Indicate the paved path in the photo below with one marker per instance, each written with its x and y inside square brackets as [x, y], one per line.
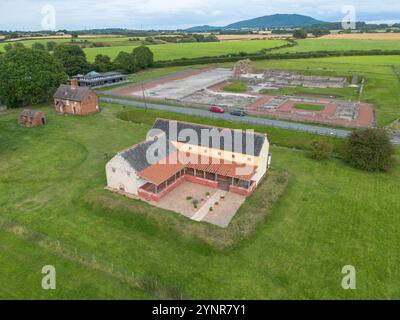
[205, 209]
[339, 133]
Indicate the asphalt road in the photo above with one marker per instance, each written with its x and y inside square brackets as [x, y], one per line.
[340, 133]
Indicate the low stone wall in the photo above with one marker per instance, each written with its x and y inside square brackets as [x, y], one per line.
[205, 182]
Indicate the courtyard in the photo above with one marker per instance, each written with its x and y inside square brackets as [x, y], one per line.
[195, 201]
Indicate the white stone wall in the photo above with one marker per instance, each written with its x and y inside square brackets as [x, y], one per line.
[262, 162]
[121, 176]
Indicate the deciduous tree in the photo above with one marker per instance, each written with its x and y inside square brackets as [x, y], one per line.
[29, 76]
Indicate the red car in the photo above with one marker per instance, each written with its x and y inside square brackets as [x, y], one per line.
[216, 109]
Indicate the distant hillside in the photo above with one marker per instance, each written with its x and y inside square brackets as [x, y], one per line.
[273, 21]
[204, 28]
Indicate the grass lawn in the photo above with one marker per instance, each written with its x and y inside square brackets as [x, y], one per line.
[330, 215]
[237, 86]
[309, 107]
[190, 50]
[21, 277]
[347, 93]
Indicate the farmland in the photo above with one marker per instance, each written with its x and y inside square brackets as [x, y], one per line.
[112, 41]
[381, 90]
[191, 50]
[310, 45]
[382, 84]
[330, 215]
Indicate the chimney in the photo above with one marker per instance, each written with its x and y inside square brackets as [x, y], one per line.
[74, 83]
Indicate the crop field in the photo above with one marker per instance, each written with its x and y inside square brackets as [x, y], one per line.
[382, 85]
[330, 215]
[321, 44]
[191, 50]
[381, 89]
[112, 41]
[372, 36]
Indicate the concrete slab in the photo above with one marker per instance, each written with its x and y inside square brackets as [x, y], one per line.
[178, 89]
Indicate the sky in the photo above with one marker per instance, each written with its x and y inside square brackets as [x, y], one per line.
[176, 14]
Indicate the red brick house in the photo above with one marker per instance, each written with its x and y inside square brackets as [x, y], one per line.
[76, 100]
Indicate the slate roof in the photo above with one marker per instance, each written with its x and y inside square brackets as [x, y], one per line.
[68, 93]
[136, 155]
[259, 139]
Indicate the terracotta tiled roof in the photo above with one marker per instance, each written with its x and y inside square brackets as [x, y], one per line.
[168, 167]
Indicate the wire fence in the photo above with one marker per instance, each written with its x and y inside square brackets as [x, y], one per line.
[151, 285]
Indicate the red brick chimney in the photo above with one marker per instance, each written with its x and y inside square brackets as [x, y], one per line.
[74, 83]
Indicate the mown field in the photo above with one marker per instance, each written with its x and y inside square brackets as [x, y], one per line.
[309, 45]
[382, 85]
[330, 215]
[120, 41]
[191, 50]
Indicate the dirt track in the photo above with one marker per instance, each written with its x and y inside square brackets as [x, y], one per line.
[365, 36]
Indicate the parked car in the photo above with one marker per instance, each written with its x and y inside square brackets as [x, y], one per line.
[238, 112]
[217, 109]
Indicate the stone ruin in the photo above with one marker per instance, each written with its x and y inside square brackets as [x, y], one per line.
[242, 67]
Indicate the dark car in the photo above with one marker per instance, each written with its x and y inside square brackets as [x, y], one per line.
[238, 112]
[217, 109]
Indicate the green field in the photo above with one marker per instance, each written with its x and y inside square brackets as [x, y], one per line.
[309, 45]
[309, 107]
[329, 216]
[21, 277]
[191, 50]
[347, 93]
[113, 41]
[382, 85]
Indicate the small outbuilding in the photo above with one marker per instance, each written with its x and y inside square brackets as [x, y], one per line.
[31, 118]
[76, 100]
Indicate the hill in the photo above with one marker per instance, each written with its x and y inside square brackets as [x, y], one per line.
[272, 21]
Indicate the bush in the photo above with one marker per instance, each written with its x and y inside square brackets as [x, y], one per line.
[320, 150]
[370, 150]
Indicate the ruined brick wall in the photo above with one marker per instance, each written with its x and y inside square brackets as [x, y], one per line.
[242, 67]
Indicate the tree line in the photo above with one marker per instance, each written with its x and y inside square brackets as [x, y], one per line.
[30, 76]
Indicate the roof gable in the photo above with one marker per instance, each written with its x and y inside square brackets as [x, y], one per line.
[66, 92]
[246, 138]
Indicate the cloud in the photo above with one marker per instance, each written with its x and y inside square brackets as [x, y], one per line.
[171, 14]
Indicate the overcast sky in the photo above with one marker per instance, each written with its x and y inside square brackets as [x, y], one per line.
[173, 14]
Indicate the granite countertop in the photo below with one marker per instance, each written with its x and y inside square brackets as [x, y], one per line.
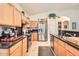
[6, 45]
[67, 42]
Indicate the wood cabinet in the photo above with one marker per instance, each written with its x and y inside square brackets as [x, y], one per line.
[6, 14]
[17, 18]
[34, 36]
[4, 52]
[63, 49]
[72, 50]
[16, 50]
[69, 54]
[24, 51]
[34, 24]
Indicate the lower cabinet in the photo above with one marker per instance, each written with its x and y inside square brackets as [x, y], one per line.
[24, 51]
[18, 49]
[34, 36]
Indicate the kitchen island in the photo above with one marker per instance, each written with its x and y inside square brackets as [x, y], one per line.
[64, 47]
[15, 48]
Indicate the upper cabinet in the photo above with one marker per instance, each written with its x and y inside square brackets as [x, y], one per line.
[6, 14]
[17, 18]
[34, 24]
[9, 15]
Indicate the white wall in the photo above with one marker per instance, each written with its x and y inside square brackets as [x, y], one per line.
[73, 14]
[19, 7]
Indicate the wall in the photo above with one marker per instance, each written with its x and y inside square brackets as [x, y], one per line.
[73, 14]
[19, 7]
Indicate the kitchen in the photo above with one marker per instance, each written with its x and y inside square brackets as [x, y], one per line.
[53, 33]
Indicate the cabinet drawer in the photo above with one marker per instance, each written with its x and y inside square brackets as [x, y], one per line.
[69, 53]
[74, 51]
[13, 48]
[4, 52]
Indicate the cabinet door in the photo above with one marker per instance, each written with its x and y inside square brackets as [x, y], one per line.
[17, 18]
[24, 46]
[61, 51]
[1, 14]
[6, 14]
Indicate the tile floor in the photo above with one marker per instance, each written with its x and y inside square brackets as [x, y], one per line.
[33, 51]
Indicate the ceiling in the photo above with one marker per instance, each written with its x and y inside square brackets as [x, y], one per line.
[36, 8]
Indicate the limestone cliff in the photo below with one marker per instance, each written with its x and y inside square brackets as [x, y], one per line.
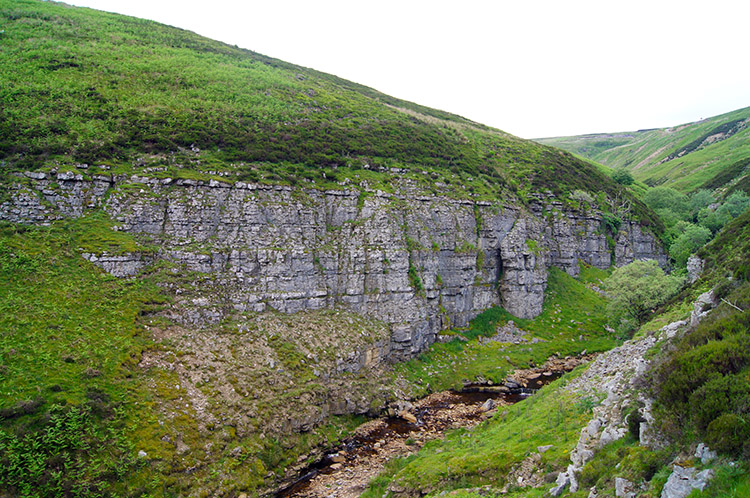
[419, 262]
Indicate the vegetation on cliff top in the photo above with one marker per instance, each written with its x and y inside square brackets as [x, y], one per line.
[85, 87]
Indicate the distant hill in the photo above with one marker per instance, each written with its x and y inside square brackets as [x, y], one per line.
[82, 86]
[712, 153]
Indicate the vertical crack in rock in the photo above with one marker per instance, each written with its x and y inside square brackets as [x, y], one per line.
[418, 262]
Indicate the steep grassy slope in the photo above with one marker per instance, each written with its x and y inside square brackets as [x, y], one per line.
[81, 86]
[700, 382]
[91, 367]
[685, 157]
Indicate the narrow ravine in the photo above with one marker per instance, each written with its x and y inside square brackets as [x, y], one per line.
[345, 471]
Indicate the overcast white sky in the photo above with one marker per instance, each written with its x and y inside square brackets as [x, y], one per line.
[533, 68]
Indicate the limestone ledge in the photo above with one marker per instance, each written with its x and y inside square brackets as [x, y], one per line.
[418, 262]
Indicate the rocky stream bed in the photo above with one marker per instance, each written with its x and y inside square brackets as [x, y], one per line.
[346, 470]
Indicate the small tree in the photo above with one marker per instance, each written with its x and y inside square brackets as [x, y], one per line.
[635, 290]
[691, 238]
[622, 176]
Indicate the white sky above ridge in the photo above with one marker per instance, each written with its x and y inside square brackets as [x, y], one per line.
[532, 68]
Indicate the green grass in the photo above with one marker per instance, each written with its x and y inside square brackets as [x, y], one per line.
[85, 87]
[484, 455]
[682, 157]
[572, 321]
[70, 339]
[67, 325]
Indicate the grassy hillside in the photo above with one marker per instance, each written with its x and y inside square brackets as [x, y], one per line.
[686, 157]
[90, 366]
[82, 86]
[701, 384]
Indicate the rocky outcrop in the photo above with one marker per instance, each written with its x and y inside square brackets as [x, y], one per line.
[419, 262]
[683, 481]
[617, 377]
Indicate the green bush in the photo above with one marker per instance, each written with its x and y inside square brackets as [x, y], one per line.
[730, 434]
[636, 290]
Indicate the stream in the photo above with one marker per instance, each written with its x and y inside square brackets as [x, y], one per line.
[346, 470]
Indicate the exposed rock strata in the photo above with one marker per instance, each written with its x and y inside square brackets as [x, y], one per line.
[617, 378]
[418, 262]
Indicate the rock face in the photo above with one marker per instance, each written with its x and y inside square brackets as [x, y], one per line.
[683, 481]
[419, 262]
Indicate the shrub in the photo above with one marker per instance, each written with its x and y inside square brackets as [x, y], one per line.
[730, 434]
[622, 176]
[636, 290]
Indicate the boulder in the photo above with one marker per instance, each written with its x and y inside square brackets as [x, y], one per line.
[684, 480]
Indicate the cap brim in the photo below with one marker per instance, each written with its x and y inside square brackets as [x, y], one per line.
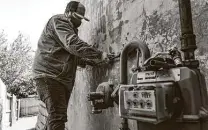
[81, 17]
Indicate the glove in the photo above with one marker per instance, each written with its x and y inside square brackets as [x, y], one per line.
[104, 57]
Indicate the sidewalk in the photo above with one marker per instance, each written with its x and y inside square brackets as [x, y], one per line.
[26, 123]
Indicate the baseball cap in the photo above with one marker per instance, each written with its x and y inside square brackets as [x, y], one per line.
[77, 9]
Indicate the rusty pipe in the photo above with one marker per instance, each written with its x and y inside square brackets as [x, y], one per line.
[124, 58]
[188, 41]
[124, 66]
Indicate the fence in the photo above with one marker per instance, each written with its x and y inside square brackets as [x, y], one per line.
[29, 106]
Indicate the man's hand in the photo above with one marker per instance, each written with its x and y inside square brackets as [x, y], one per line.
[104, 57]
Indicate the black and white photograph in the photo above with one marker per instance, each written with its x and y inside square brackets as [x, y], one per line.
[104, 65]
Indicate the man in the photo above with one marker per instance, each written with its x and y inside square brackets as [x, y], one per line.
[58, 54]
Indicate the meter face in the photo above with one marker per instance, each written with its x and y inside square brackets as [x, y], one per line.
[141, 100]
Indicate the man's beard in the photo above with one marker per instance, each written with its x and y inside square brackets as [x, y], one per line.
[76, 23]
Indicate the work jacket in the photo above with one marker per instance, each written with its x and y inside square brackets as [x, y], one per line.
[59, 50]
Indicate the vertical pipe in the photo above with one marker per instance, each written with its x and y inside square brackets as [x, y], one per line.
[124, 67]
[188, 42]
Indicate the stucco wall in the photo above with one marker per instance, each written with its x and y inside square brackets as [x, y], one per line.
[114, 23]
[3, 93]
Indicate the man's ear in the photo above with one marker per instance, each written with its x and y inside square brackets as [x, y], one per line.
[68, 15]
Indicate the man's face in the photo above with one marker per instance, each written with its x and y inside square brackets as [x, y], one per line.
[76, 21]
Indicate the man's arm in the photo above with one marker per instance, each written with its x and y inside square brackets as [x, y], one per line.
[72, 42]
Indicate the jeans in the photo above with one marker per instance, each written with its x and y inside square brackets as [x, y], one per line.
[55, 95]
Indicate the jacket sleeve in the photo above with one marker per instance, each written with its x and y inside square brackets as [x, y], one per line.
[72, 42]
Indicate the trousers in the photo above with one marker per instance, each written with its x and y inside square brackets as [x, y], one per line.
[56, 96]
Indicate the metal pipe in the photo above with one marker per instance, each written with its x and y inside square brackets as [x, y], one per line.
[188, 41]
[124, 66]
[124, 58]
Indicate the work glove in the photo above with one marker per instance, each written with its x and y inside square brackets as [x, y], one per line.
[104, 57]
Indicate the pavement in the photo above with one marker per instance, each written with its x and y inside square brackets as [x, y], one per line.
[25, 123]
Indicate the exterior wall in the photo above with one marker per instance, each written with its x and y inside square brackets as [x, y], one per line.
[3, 97]
[113, 24]
[29, 106]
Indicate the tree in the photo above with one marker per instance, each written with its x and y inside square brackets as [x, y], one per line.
[15, 63]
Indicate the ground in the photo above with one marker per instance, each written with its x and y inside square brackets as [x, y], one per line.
[25, 123]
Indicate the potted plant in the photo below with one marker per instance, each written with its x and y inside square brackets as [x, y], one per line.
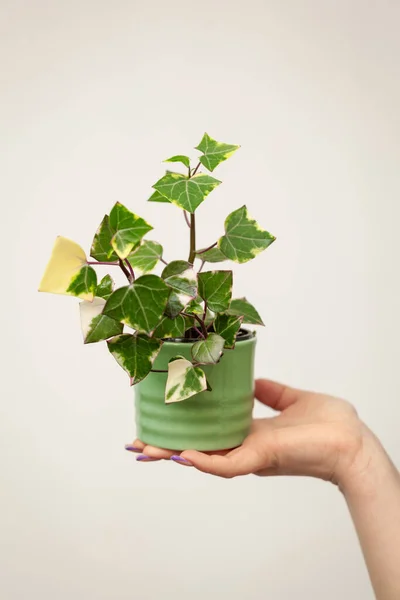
[185, 349]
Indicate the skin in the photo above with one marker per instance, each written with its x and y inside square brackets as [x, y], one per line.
[319, 436]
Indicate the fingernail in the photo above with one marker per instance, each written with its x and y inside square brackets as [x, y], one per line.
[182, 460]
[131, 448]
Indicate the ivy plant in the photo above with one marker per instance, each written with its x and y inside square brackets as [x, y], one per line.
[184, 301]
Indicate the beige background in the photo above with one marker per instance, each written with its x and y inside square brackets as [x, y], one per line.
[94, 95]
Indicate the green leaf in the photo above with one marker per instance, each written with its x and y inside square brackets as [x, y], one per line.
[135, 353]
[185, 160]
[184, 381]
[105, 287]
[215, 287]
[214, 152]
[184, 192]
[180, 276]
[157, 197]
[242, 308]
[84, 283]
[96, 326]
[102, 249]
[227, 327]
[146, 256]
[128, 229]
[208, 350]
[170, 328]
[195, 307]
[212, 255]
[243, 238]
[140, 305]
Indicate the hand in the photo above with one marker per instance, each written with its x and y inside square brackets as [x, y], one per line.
[314, 435]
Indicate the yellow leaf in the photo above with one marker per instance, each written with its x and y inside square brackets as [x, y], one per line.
[65, 262]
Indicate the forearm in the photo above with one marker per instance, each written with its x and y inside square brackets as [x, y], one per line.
[373, 498]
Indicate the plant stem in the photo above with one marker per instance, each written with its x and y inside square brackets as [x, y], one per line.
[97, 262]
[192, 253]
[125, 271]
[203, 325]
[130, 270]
[205, 249]
[196, 169]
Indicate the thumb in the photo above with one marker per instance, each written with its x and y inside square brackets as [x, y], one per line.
[275, 395]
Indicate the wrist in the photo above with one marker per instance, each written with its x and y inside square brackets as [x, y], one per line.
[367, 470]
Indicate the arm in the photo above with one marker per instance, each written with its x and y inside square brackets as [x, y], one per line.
[319, 436]
[373, 498]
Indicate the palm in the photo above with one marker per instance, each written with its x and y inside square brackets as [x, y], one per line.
[310, 436]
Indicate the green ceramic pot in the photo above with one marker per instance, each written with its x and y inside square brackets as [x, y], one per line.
[214, 420]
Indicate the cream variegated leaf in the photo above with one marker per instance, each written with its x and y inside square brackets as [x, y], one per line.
[214, 152]
[140, 305]
[135, 354]
[186, 193]
[128, 229]
[215, 287]
[210, 350]
[227, 326]
[96, 326]
[184, 381]
[244, 238]
[241, 307]
[146, 256]
[68, 273]
[181, 278]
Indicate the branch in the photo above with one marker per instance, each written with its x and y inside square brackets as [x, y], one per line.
[125, 271]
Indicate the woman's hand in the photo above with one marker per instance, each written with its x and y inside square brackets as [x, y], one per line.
[314, 435]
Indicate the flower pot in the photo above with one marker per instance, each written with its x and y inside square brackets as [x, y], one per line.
[214, 420]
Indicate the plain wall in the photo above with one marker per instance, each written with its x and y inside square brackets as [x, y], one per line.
[94, 95]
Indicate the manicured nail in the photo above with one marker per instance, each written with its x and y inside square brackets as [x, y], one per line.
[181, 460]
[144, 457]
[131, 448]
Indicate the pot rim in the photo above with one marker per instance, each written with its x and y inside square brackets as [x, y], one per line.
[248, 335]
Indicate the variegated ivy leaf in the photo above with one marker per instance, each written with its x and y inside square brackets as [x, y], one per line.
[242, 308]
[208, 350]
[68, 273]
[185, 160]
[128, 229]
[140, 305]
[243, 238]
[215, 287]
[214, 152]
[102, 249]
[180, 276]
[184, 192]
[184, 380]
[212, 255]
[105, 287]
[170, 328]
[96, 326]
[135, 353]
[146, 256]
[157, 197]
[227, 327]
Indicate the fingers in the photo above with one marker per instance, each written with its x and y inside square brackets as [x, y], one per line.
[240, 461]
[275, 395]
[148, 453]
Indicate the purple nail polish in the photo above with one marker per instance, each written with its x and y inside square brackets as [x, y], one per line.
[181, 460]
[144, 457]
[131, 448]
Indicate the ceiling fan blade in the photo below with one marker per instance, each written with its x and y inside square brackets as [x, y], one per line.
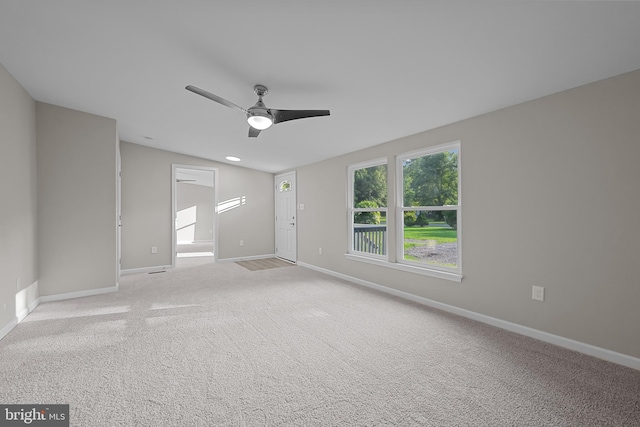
[253, 132]
[216, 98]
[280, 116]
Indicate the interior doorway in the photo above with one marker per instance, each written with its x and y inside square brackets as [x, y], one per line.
[194, 215]
[286, 231]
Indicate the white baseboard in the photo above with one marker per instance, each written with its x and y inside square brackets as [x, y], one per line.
[145, 270]
[8, 327]
[78, 294]
[25, 312]
[588, 349]
[247, 258]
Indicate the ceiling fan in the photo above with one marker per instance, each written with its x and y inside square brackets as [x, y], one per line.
[259, 116]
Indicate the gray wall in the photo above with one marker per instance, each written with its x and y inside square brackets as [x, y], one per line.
[146, 207]
[18, 214]
[550, 198]
[76, 155]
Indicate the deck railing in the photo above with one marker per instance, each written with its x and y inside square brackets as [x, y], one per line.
[371, 239]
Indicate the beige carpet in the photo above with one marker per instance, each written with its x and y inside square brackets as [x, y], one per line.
[264, 264]
[219, 345]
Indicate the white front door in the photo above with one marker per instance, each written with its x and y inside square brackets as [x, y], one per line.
[286, 217]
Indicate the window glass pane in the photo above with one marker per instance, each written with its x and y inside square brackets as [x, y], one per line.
[285, 186]
[370, 232]
[431, 180]
[431, 237]
[370, 187]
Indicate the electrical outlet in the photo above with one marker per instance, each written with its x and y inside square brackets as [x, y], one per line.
[537, 293]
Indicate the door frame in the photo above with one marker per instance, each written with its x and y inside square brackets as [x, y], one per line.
[174, 209]
[295, 207]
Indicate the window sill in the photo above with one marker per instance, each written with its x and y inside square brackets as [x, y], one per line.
[455, 277]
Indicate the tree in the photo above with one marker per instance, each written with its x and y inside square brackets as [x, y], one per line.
[431, 180]
[370, 184]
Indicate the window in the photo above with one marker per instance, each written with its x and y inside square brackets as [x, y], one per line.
[284, 186]
[368, 209]
[428, 209]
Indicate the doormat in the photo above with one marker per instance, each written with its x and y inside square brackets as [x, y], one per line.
[264, 264]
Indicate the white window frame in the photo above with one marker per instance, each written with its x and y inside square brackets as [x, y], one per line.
[351, 210]
[438, 271]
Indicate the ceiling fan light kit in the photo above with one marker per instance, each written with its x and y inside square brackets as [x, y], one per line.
[259, 116]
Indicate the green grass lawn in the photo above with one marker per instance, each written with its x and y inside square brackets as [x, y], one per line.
[439, 234]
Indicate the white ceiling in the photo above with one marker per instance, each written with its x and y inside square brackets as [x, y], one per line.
[385, 69]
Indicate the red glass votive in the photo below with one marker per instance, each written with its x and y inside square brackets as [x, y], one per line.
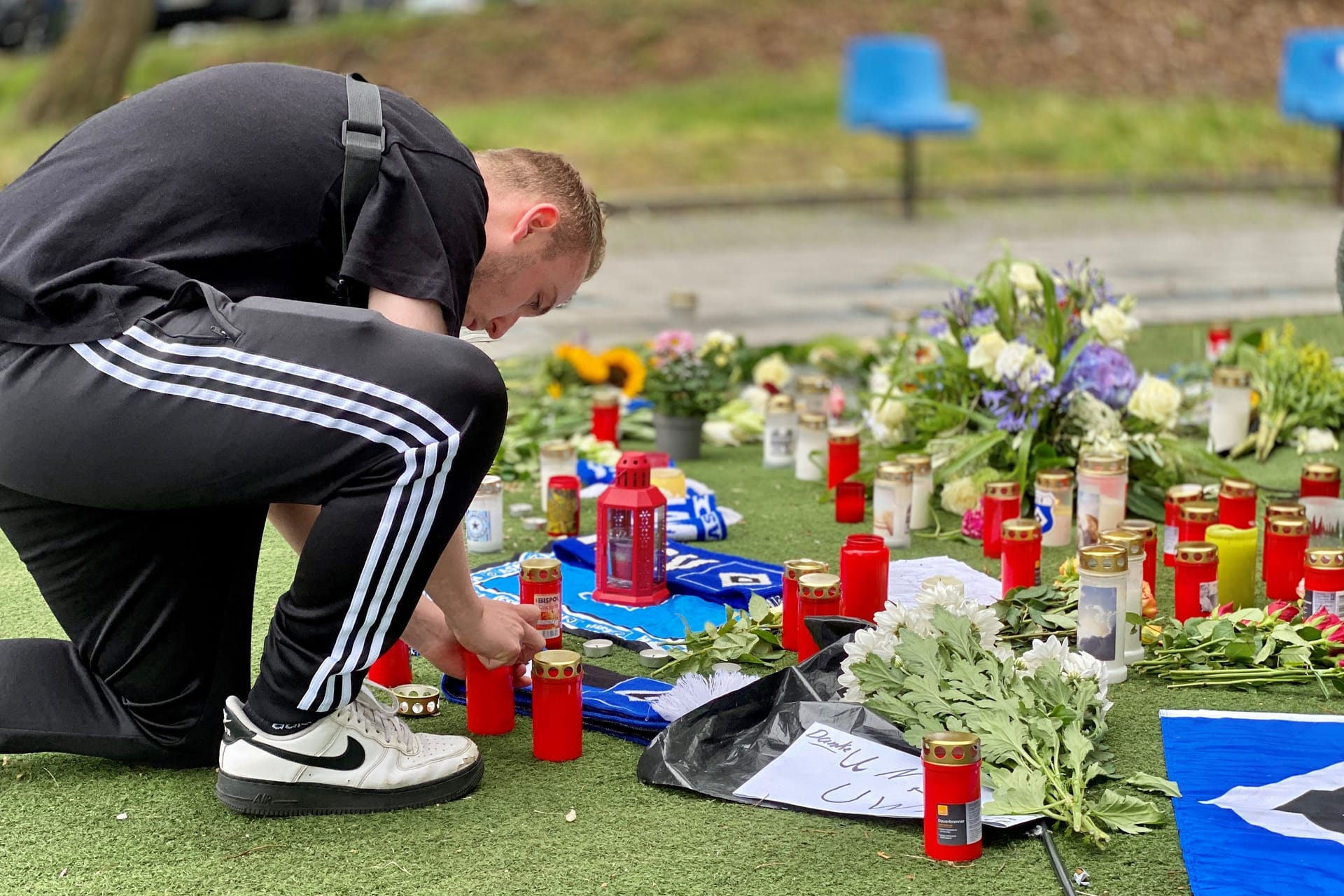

Given problem -
List every line of the records that contains the word "tree", copying each line in full. Case counts.

Written solution -
Indicate the deciduous tree in the photo above with one marker per instance, each written with its x and y inside square brackets as [x, y], one per line.
Indicate the tree line in the photo above with one marker per instance, each written with its x and y inside square brackets as [x, y], one per line.
Indicate the small tree in the photo above with one marker per instance, each written with its x and y inside square brackets as [x, y], one per line.
Indicate the tree in the photo above with one marker per instance, each written with its x and y inside square brackets as [x, y], one per line.
Indicate the tree in the photo above with one marker per instance, each written with its x and y inside square brackets as [x, y], one per line.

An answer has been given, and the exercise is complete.